They make zillions of bucks why would a company that does that care about someone making tens of thousands? The whole rant on this post is illogical as to that point. But as to impatience it is an eye into all of us and our equal humanity. But I have had enough of people dissing heroes of indie authors. They aren't perfect I get that, but they did something quite spectacular for ALL indie authors that the 1% said NO. Gotta give props for that!


----------



## Amanda M. Lee (Jun 3, 2014)

PublisherP said:


> Hello,
> No. All 10 of my books have been deleted from Amazon too.
> 'Page not found'.


 You mentioned having books removed a few months ago, too. What were those removed for?


----------



## Monique (Jul 31, 2010)

Those are very interesting books, too!


----------



## MattHaggis (May 1, 2017)

As this is one of the OP's previous posts, I have my own theory.



PublisherP said:


> Hello.
> I'd just like to know if there is a way to copy and paste content from a Kindle book into a word document? Is there downloadable software that does this?
> Thanks.


----------



## David VanDyke (Jan 3, 2014)

Note that bare recipes are not copyrightable (just like game rules). Only their presentation is. Cookbooks "steal" recipes all the time. It's the text about them or the pictures or whatever that's copyrightable.

https://paleoflourish.com/recipe-copyright/

If there were an accusation of plagiarism or copyright violation, it would be IRT the specific accompanying text and presentation.

You might try emailing ecr-kdp (at) amazon dot com.

There's also those law firms that specialize in getting accounts back.


----------



## Llano (May 27, 2012)

OP: It seems as though every one of your posts is complaining about something, some conspiracy theory, or that Amazon is out to get you. At least one of them has been locked. You have never provided any links to your books, so there's no way for any of us to give you any advice. That's rather telling.

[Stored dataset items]

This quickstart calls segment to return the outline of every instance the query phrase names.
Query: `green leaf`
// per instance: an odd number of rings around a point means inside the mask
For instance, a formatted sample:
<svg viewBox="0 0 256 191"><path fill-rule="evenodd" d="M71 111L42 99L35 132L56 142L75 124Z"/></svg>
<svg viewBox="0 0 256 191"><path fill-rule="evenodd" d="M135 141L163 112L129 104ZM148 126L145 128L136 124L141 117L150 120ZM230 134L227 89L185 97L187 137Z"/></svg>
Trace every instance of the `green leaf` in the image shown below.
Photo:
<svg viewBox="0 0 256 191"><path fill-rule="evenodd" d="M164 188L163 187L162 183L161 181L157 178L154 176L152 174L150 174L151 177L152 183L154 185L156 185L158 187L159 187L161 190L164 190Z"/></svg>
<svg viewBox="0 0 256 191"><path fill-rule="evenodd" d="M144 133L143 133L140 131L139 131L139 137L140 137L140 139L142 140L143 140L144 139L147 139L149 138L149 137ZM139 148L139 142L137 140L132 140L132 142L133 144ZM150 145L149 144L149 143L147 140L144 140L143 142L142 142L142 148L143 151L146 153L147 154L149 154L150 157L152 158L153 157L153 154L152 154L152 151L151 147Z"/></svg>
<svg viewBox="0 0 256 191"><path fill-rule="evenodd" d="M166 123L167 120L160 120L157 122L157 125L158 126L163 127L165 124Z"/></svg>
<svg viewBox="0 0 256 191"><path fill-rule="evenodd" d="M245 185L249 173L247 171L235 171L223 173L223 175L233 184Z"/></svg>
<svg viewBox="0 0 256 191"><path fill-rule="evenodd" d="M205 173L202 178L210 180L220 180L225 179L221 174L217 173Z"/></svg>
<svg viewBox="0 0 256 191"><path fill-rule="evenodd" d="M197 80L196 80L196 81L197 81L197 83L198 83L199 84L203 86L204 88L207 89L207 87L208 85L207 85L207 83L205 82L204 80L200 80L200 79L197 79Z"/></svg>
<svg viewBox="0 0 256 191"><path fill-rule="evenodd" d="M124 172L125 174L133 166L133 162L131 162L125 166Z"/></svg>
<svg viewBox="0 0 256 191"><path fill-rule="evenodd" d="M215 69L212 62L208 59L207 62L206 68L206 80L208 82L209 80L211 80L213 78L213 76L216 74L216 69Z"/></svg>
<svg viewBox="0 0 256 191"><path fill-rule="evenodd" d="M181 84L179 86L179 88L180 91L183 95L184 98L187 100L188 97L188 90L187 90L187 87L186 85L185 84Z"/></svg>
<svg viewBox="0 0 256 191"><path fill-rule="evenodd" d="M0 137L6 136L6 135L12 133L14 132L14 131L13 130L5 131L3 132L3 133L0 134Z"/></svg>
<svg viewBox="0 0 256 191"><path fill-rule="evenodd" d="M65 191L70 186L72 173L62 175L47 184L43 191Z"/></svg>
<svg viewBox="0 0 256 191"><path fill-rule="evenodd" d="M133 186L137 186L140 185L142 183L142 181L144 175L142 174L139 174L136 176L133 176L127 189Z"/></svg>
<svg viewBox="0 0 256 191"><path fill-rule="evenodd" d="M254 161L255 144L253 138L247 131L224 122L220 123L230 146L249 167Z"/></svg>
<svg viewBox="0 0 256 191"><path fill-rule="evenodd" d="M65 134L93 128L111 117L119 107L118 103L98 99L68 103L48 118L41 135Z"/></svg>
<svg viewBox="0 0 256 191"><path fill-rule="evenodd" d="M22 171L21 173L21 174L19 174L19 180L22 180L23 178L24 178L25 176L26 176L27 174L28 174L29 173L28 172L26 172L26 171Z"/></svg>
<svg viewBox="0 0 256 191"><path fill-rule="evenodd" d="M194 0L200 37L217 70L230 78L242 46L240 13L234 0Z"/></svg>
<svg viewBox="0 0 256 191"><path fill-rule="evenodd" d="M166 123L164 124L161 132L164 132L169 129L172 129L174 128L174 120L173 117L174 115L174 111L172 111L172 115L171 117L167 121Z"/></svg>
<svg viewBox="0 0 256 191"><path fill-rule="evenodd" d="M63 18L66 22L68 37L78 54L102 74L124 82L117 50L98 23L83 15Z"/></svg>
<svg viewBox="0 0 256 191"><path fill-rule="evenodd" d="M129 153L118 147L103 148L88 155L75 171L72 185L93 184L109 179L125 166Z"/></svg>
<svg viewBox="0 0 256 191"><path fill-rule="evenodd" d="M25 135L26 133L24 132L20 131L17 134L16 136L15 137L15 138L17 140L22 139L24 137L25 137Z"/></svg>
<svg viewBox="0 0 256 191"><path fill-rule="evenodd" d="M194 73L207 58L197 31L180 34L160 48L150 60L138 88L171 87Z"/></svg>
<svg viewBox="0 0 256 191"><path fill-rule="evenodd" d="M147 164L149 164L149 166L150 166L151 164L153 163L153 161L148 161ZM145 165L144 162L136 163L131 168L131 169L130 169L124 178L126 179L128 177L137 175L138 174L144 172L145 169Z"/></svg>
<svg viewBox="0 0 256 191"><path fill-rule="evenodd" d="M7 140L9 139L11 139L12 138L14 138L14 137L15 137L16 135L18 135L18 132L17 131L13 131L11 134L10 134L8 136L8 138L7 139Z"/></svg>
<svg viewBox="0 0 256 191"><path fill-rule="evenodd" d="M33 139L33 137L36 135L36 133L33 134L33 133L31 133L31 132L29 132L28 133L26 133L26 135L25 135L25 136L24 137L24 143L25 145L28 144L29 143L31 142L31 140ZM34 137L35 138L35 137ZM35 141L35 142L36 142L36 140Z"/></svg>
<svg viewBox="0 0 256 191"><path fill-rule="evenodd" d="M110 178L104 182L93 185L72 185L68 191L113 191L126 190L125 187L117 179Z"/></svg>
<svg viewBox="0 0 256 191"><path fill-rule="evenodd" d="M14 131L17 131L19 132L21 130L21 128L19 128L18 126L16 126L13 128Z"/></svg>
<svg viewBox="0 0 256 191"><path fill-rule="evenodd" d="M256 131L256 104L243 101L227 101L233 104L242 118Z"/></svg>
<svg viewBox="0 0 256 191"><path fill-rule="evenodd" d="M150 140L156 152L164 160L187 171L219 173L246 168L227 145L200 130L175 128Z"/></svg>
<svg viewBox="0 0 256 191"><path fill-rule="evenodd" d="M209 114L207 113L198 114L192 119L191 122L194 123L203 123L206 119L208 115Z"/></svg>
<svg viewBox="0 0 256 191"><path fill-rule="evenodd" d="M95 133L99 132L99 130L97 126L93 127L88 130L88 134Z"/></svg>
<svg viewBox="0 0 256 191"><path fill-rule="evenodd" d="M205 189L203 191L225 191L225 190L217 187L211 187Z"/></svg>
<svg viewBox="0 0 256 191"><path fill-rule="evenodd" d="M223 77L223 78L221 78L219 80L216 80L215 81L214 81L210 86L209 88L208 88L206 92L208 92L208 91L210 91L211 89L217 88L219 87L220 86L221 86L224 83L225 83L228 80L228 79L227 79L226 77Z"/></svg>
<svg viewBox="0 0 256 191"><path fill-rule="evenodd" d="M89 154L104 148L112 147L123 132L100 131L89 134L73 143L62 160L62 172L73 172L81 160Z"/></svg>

> _Work to be completed_
Rewrite the forum thread from "They make zillions" to "from Amazon too.", putting "independent writers" in place of each occurrence of "indie authors".

> _Output for this exercise_
They make zillions of bucks why would a company that does that care about someone making tens of thousands? The whole rant on this post is illogical as to that point. But as to impatience it is an eye into all of us and our equal humanity. But I have had enough of people dissing heroes of independent writers. They aren't perfect I get that, but they did something quite spectacular for ALL independent writers that the 1% said NO. Gotta give props for that!


----------



## Amanda M. Lee (Jun 3, 2014)

PublisherP said:


> Hello,
> No. All 10 of my books have been deleted from Amazon too.